» Passage shown
·····

Three days ago, police said, Robert Kenneth Stewart walked into Pinelake Health and Rehab and killed seven patients and a nurse before a police officer shot him.

“In his mind, he thought if he couldn’t get me – I believe he was going to get me where it hurt the most," she said. "What kind of man goes after somebody in a wheelchair? That’s a coward.”

Carthage police have not said publicly what Robert Stewart's motive was, but they have said they are investigating whether the shooting spree could have been domestic.

Stewart said she left her husband four weeks ago, and court documents show the couple had an on-again, off-again relationship that spread over many years. Friends said he was abusive and controlling during their marriage, and they believe there was nothing she could have done to stop Sunday's shooting.

Stewart has worked at the facility as a nursing assistant for the past three years. On Sunday, she was was working in the Alzheimer's unit, a part of the building that requires a pass code for access, when she heard on a loudspeaker that a man was inside with a gun.

She and her coworkers immediately began moving residents into a TV room to keep them safe, she said.

"We barricaded the door. We put down the blinds, and we sat and cried and hugged each other," Stewart said. "We tried to keep them comforted as much as we could."

·····

» Available data
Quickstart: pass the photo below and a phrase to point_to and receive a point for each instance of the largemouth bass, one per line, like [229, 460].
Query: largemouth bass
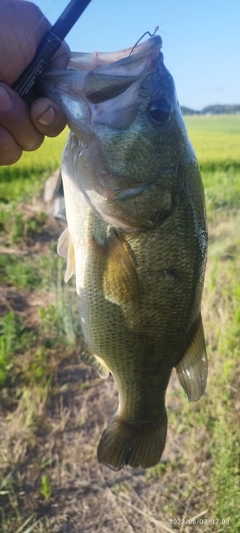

·····

» Exercises
1) Answer these questions from the Pinelake shooting text:
(a) Who did Robert Kenneth Stewart kill at Pinelake Health and Rehab, according to police?
(b) What is required for access to the Alzheimer's unit?
(c) Into which room were the residents moved?
2) Rewrite the Pinelake shooting text starting with "Stewart said she" and going on through "stop Sunday's shooting.", swapping "controlling" for "domineering".
3) Carry on the Pinelake shooting text after its last sentence.
The listing has no connection to the text about the Pinelake Health and Rehab shooting.

» Results in order
1)
(a) Seven patients and a nurse.
(b) A pass code.
(c) A TV room.

2)
Stewart said she left her husband four weeks ago, and court documents show the couple had an on-again, off-again relationship that spread over many years. Friends said he was abusive and domineering during their marriage, and they believe there was nothing she could have done to stop Sunday's shooting.

3)
While going back for more patients, she said, another nursing assistant came running down the hall and said the gunman was coming. Stewart said she ducked into a bathroom alone for about three minutes.

"When I came back out, I helped two of the nurses get another resident," she said. "I was not hiding, and I did not stay there the whole time. I couldn't. I'm not that type of person."

Upon hearing the description of the gunman over the loud speaker, she had a terrible feeling, she said.

"Don't ask me why," she said. "I just knew it was him. You had to know him."

Stewart said she feels anguish about what happened and that it's hard for her not to feel as though the shooting was her fault. Prayer, her church and her family have helped her cope, she said.

Robert Stewart is being held at Central Prison in Raleigh until a scheduled court date on April 13.